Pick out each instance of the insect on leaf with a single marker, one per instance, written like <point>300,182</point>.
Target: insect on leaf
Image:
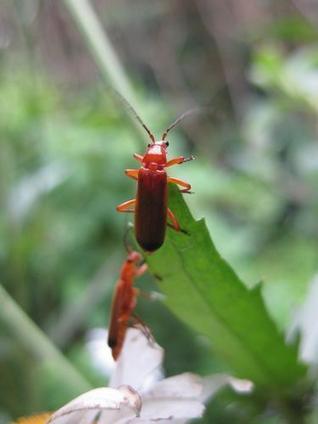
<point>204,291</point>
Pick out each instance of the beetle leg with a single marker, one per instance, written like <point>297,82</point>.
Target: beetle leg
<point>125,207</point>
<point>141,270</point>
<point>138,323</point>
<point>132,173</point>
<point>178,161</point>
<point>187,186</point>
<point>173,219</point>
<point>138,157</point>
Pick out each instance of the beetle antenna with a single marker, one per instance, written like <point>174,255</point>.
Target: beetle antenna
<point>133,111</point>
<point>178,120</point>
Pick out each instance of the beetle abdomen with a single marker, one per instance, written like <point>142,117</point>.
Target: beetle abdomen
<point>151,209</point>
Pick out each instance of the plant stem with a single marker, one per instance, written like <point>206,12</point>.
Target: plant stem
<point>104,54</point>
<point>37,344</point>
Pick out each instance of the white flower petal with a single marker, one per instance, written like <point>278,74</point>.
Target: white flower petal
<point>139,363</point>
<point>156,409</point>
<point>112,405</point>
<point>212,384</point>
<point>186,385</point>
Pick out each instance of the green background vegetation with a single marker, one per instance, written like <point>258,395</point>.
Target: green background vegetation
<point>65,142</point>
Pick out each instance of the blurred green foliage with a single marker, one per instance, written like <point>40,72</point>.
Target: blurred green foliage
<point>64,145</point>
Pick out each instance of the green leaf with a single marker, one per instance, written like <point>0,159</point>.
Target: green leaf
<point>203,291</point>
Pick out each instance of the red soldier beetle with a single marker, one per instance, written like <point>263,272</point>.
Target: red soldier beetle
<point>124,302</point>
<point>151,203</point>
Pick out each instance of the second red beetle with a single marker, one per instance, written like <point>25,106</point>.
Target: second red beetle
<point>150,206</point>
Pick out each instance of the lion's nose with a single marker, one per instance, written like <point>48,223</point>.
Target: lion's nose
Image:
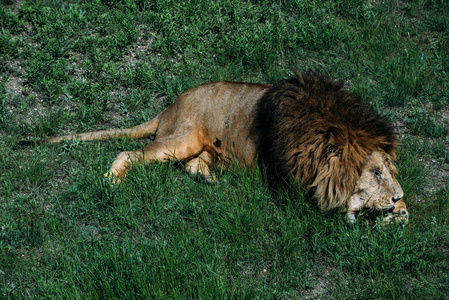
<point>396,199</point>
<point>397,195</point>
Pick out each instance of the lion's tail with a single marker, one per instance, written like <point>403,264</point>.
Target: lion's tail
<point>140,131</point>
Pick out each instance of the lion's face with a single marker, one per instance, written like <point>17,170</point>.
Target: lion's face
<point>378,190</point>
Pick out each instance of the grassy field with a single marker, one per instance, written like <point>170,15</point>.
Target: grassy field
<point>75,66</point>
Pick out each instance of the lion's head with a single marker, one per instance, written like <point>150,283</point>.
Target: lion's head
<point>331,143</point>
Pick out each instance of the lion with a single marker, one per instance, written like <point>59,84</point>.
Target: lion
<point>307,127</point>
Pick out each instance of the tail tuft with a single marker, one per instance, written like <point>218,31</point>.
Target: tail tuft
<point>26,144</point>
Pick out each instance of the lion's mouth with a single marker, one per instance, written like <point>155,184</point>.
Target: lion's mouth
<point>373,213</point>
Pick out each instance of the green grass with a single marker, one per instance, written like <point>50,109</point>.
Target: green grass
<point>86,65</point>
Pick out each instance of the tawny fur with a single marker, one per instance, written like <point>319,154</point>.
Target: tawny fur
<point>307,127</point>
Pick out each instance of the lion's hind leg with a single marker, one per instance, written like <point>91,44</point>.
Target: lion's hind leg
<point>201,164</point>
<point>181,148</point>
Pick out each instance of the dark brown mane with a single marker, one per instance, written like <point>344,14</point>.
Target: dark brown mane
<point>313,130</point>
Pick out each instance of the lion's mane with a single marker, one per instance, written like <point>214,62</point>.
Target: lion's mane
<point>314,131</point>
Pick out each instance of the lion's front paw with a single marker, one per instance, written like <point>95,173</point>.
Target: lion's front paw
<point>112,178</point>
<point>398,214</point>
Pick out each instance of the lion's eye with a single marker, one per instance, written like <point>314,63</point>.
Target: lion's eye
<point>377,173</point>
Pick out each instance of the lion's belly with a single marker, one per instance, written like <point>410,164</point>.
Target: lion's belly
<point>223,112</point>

● ● ● ●

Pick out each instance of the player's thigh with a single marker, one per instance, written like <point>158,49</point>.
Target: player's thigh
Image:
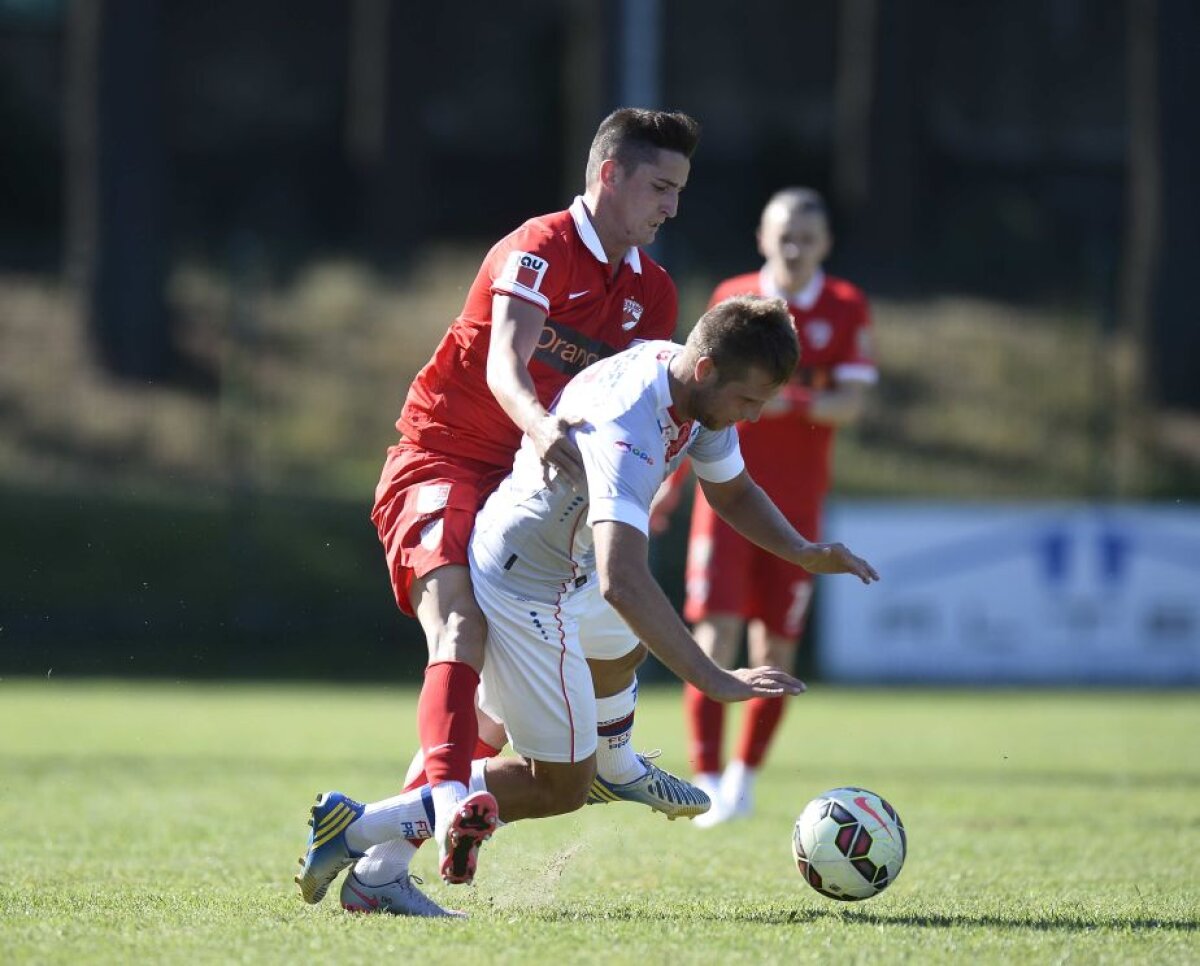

● ● ● ●

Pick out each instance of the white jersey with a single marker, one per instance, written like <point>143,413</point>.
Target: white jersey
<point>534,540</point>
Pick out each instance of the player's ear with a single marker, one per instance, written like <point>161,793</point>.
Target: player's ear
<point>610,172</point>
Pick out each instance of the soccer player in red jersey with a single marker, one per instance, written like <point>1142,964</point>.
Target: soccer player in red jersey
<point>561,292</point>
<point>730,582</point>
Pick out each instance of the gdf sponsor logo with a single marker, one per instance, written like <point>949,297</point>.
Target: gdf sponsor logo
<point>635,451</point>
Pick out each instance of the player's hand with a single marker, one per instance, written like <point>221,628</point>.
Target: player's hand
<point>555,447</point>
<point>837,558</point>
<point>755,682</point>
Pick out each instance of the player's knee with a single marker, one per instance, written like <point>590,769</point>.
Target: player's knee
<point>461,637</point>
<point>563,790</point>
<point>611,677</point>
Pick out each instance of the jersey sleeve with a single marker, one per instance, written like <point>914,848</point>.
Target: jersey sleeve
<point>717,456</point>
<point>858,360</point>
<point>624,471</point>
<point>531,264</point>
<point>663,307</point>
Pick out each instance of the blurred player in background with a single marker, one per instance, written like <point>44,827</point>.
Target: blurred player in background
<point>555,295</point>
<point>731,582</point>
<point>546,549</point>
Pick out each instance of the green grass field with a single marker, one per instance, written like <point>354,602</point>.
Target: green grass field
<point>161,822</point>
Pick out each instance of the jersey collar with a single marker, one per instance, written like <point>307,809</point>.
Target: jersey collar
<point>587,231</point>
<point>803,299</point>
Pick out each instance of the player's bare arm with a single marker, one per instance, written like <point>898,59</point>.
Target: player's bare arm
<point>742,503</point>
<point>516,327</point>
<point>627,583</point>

● ● ● ●

§ Your objective
Lines above that have "thigh": copy each of them.

§ Result of the task
Pick out each instance of the player's thigh with a single marker, one per instance, written like <point>158,49</point>.
Target: player's thigh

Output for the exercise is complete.